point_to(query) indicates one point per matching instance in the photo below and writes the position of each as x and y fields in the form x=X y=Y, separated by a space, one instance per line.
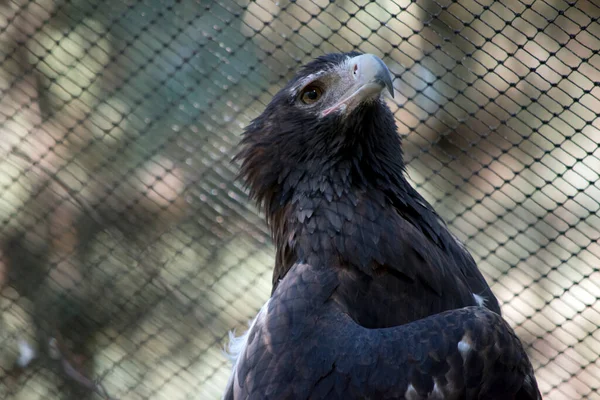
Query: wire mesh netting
x=127 y=248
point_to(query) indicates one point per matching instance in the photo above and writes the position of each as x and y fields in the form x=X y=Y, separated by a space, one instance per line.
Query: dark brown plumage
x=359 y=251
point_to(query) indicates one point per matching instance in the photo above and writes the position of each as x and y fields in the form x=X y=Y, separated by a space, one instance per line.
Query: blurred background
x=127 y=248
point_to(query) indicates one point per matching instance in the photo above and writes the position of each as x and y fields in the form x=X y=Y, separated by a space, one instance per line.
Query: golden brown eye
x=311 y=94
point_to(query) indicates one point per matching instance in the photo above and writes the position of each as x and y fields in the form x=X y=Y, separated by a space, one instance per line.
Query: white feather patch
x=237 y=344
x=464 y=346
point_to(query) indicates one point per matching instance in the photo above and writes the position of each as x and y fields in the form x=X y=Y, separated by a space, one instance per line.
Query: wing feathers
x=304 y=347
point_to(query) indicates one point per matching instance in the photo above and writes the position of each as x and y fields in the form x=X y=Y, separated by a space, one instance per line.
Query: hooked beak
x=370 y=76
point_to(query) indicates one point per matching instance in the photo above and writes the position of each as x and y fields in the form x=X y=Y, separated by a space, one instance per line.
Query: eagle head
x=332 y=111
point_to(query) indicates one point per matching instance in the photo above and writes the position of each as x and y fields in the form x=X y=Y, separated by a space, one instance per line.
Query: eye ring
x=311 y=94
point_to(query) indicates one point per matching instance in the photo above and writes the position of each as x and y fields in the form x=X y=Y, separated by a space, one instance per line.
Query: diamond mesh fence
x=127 y=248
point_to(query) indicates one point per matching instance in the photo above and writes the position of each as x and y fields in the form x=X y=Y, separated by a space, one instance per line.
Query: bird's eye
x=311 y=94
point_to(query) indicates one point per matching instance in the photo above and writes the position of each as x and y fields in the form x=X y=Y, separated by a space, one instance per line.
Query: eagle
x=373 y=297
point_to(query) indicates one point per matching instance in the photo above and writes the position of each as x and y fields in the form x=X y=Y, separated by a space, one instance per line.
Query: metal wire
x=127 y=248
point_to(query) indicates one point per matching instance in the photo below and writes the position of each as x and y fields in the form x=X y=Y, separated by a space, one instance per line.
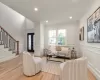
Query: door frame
x=32 y=42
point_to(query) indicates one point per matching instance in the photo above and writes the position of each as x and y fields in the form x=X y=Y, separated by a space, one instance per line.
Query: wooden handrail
x=17 y=42
x=7 y=33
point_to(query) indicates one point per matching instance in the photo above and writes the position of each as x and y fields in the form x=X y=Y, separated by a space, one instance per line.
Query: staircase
x=9 y=47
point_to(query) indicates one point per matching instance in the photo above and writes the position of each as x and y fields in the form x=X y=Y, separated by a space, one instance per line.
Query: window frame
x=57 y=37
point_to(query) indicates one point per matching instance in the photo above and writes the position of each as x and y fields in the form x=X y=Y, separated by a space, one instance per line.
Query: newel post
x=17 y=48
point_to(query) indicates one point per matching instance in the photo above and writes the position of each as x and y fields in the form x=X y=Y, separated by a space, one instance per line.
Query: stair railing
x=8 y=41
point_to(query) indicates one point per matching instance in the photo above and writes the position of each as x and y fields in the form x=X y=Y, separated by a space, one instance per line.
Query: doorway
x=30 y=42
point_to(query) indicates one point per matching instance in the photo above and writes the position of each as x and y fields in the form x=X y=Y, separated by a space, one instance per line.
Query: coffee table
x=49 y=56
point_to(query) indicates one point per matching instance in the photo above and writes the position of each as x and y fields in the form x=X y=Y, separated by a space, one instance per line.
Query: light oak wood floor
x=12 y=70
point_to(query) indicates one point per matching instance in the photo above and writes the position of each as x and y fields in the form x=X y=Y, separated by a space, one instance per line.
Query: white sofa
x=60 y=50
x=31 y=64
x=74 y=70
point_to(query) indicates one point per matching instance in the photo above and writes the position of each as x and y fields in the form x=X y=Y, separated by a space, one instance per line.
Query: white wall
x=91 y=50
x=72 y=34
x=39 y=39
x=29 y=28
x=14 y=23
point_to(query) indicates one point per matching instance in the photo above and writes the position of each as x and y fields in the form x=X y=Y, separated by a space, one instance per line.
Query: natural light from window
x=57 y=37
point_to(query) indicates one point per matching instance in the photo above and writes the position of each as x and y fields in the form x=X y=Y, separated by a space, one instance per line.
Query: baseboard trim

# What the task asks
Every entry should be returned exactly as written, minus the pictures.

# Reply to the exercise
point_to(query) indicates one point per matching instance in the photo below and writes the position of each as x and y fields in the form x=X y=Y, separated by a space, one instance per line.
Query: wire mesh netting
x=127 y=248
point_to(query) indicates one point per matching instance in the photo above and writes the position of each as x and y fields in the form x=X y=Y, separated by a space, one instance per line.
Query: dark brown plumage
x=359 y=251
point_to(query) indicates one point per matching instance in the photo above and writes the position of each as x and y fields in the form x=X y=Y, separated by a space, one instance per line.
Query: blurred background
x=127 y=248
point_to(query) indicates one point per matching instance in the photo above and writes the position of each as x and y fields in the form x=X y=Y, separated by a space, one instance per line.
Query: golden brown eye
x=311 y=94
point_to(query) indicates one point per matching instance in the photo above and writes the position of each as x and y fields in the form x=X y=Y, separated by a space, one instance per line.
Query: white feather patch
x=237 y=344
x=464 y=346
point_to(query) indicates one point per matching instance in the photo above and writes the position of each as x and y fields in the form x=X y=Y, separated by a space, one instance per line.
Query: wing feathers
x=304 y=347
point_to(query) indicates one point per matching instance in the photo above and writes the position of each as x and y fields in the form x=X y=Y, separated by a space, one instance per line.
Query: hooked beak
x=370 y=76
point_to(query) indicates one point per matching instance in the photo above and writes the position of each as x and y fields in the form x=X y=Y, separated by a space, one instance per line.
Query: eagle head
x=332 y=111
point_to(query) indicates one point per matching instance in the photo above and writes the position of each as x and y fields in the form x=X y=Y, separated by a space, one instance per line.
Query: eye ring
x=311 y=94
point_to(query) indicates one point per matching instance in the photo above and writes the position of each as x and y fields in the form x=X y=Y, separated by a space, one instance per line.
Query: diamond mesh fence
x=127 y=248
point_to(query) indicates one point per matching instance in the photo above and writes the position of each as x and y fields in the form x=X y=Y, separated by a space, one instance per line.
Query: bird's eye
x=311 y=94
point_to(query) indicates one point per matching instance in the photo above and writes the position of each as x and y fields in the form x=X y=Y, separated by a space, one instance per line.
Query: eagle
x=373 y=297
point_to(query) indicates one point per matching instance in the photo above and writes the position of each as x and y fields in the form x=X y=Y, separated by a space, one instance per line.
Query: metal wire
x=127 y=248
point_to(query) indicates one point per matching instance in the photo below and writes the position of each as x and y fields in the form x=X y=Y, separated by a space, one instance per line.
Query: door frame
x=32 y=42
point_to(query) indicates one point per matching instance in the photo above and writes the position of each as x and y fields in the form x=X y=Y, separated by a space, one instance per line.
Query: wooden handrail
x=17 y=42
x=7 y=33
point_to(query) indicates one point per matching instance in the photo above and writes the position of each as x and y fields in the form x=X y=Y, separated by a space, one instance per line.
Query: staircase
x=9 y=47
point_to(query) indicates one point per matching instance in the photo above and writes the position of each as x and y fields in the form x=X y=Y, separated by a space, one instance per line.
Query: window frame
x=57 y=37
point_to(query) indicates one point per matching instance in the photo above and writes the position of each as x and y fields in the form x=X y=Y, separated by a space, one instance per line.
Query: newel post
x=17 y=48
point_to(query) indicates one point per matching instance in the photo above and writes the position of each as x and y fields in the form x=X y=Y, separated by a space, one instance per line.
Query: stair railing
x=8 y=41
point_to(query) indicates one point per matching instance in the photo above and writes the position of each as x and y fields in the form x=X y=Y, separated by a space, one instance per line.
Query: doorway
x=30 y=42
point_to(query) indicates one point per matching instance in the photo above and writes the position of each as x and y fields in the form x=X y=Y, separated by a space, one instance per line.
Query: coffee table
x=49 y=56
point_to(query) indicates one point per matching instance in the photo above and writes the position of each as x and y fields in the form x=X y=Y, separated by a space, one instance per line.
Query: light oak wood floor
x=12 y=70
point_to(query) indicates one point per matching instance in the photo above and writes the position of each as x and y fields in the form x=X y=Y, separated by a space, one instance per line.
Query: white sofa
x=60 y=50
x=31 y=64
x=74 y=70
point_to(query) indicates one point per matching instance in the photo above and writes the position of each as x and y fields in the form x=X y=Y, separated by a space, one instance per line.
Query: white wall
x=91 y=50
x=72 y=34
x=39 y=39
x=29 y=28
x=14 y=23
point_to(query) indicates one point per matching instance in the photo above and writes the position of each as x and y fields in the form x=X y=Y, separated by a space, one instance per line.
Query: natural light from window
x=57 y=37
point_to(query) indicates one point per matching instance in the photo above and writes the position of each as x and y fields in the form x=X y=Y, separated by a space, one instance per line.
Query: baseboard trim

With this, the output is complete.